- Problem details -
Can you write out the rows from the line holding "the white wall" through the last line, inclusive, keeping the requests but shifting every coordinate in the answers up by 108?

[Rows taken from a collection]
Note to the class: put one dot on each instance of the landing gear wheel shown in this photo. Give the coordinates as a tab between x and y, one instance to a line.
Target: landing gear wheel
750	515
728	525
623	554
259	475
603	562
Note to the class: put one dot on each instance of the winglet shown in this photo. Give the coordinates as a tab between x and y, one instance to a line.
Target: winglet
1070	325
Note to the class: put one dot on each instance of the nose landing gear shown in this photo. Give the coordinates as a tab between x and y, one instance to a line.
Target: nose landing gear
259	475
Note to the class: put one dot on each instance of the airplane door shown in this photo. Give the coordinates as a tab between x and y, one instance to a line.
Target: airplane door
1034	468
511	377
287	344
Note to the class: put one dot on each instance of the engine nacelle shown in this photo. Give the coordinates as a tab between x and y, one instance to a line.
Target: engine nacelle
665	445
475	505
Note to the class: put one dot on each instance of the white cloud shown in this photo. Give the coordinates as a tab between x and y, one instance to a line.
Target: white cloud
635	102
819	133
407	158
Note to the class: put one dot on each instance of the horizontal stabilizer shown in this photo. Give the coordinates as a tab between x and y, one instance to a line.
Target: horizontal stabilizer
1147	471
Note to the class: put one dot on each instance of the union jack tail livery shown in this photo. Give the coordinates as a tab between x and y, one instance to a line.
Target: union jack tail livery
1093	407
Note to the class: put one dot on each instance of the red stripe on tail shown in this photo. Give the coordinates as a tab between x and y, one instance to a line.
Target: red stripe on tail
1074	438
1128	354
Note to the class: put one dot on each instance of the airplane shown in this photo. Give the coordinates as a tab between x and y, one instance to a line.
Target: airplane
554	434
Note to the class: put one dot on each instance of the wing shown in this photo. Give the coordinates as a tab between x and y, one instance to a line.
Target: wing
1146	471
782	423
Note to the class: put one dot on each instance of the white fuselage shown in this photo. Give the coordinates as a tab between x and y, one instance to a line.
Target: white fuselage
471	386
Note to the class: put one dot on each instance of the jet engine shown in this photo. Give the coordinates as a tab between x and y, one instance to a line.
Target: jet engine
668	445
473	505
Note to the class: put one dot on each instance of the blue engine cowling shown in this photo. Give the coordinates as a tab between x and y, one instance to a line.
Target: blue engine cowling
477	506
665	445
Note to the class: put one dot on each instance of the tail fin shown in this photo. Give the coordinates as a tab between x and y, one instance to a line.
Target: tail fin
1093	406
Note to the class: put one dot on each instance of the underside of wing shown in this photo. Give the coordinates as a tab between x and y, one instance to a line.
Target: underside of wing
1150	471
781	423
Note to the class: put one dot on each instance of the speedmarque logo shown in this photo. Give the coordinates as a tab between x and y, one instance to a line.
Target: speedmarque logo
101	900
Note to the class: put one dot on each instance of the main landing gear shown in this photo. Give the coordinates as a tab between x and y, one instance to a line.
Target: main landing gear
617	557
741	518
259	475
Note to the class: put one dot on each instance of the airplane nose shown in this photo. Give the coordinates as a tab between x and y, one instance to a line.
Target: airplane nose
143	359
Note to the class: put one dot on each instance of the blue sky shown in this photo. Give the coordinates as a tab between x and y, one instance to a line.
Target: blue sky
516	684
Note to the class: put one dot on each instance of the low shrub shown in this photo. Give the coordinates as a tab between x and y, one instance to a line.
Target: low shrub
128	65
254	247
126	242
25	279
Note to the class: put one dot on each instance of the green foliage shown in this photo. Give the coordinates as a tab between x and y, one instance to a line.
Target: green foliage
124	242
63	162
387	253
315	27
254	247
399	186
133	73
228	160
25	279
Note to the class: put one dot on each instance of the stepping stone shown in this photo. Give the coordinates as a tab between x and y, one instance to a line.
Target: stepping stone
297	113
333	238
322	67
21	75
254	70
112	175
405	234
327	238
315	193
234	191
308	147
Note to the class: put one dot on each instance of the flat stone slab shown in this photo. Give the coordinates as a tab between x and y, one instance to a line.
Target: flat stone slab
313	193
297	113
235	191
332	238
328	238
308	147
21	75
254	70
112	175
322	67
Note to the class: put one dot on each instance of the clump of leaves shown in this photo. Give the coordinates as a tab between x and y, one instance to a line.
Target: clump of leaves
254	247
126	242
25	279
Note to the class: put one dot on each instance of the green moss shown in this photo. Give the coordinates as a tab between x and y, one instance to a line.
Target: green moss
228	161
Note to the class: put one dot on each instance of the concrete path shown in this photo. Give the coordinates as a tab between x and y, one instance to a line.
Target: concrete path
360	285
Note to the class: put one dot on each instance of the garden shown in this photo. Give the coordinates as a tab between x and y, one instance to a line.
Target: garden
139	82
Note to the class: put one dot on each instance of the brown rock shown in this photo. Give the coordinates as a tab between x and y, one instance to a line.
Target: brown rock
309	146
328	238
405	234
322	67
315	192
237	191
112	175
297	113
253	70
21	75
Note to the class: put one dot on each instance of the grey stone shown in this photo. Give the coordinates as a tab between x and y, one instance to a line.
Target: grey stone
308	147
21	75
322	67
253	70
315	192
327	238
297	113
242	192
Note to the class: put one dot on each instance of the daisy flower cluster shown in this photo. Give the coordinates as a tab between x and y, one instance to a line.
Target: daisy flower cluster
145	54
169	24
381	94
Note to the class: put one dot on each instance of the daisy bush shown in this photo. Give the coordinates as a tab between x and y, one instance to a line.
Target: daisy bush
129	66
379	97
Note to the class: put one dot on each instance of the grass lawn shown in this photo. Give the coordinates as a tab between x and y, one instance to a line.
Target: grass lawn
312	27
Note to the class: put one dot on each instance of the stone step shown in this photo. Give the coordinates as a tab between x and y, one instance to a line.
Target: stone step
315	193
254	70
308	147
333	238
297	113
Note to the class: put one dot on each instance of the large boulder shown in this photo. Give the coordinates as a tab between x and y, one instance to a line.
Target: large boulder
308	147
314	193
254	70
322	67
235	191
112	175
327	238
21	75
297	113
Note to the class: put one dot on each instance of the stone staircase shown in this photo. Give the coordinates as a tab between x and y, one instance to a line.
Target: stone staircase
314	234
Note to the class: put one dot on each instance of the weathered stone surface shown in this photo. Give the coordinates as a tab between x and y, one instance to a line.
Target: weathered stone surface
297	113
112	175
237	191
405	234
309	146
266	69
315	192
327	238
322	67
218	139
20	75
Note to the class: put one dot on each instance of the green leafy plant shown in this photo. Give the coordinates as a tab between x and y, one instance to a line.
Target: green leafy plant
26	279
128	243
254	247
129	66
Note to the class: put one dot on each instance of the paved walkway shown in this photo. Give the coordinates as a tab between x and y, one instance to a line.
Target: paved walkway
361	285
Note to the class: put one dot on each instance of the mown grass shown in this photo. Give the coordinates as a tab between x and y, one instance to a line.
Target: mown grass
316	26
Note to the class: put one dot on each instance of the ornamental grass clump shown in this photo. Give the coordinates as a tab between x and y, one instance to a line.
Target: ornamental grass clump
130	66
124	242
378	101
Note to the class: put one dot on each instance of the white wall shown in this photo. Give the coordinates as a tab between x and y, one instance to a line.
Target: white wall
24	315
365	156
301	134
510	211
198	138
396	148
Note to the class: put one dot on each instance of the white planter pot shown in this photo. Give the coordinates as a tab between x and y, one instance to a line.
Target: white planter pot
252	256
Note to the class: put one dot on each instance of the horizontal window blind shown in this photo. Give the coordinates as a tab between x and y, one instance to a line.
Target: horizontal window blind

- Correct answer -
Note to the class: put one dot on each instance of the white wall shown in this photo. Give the coordinates as a tab between x and y, one instance to a line.
Target: white wall
132	423
473	264
409	242
618	319
306	246
504	256
Note to the class: put one dot on each instance of the white planter pot shown in this photo. Give the coordinates as a tab between x and y, one instance to a line.
Target: white planter pot
360	364
Note to the class: put one dot on each instance of the horizontal window blind shown in this photo. Give the coordinates as a tab between x and y, one instance to a line.
Target: horizontal window blind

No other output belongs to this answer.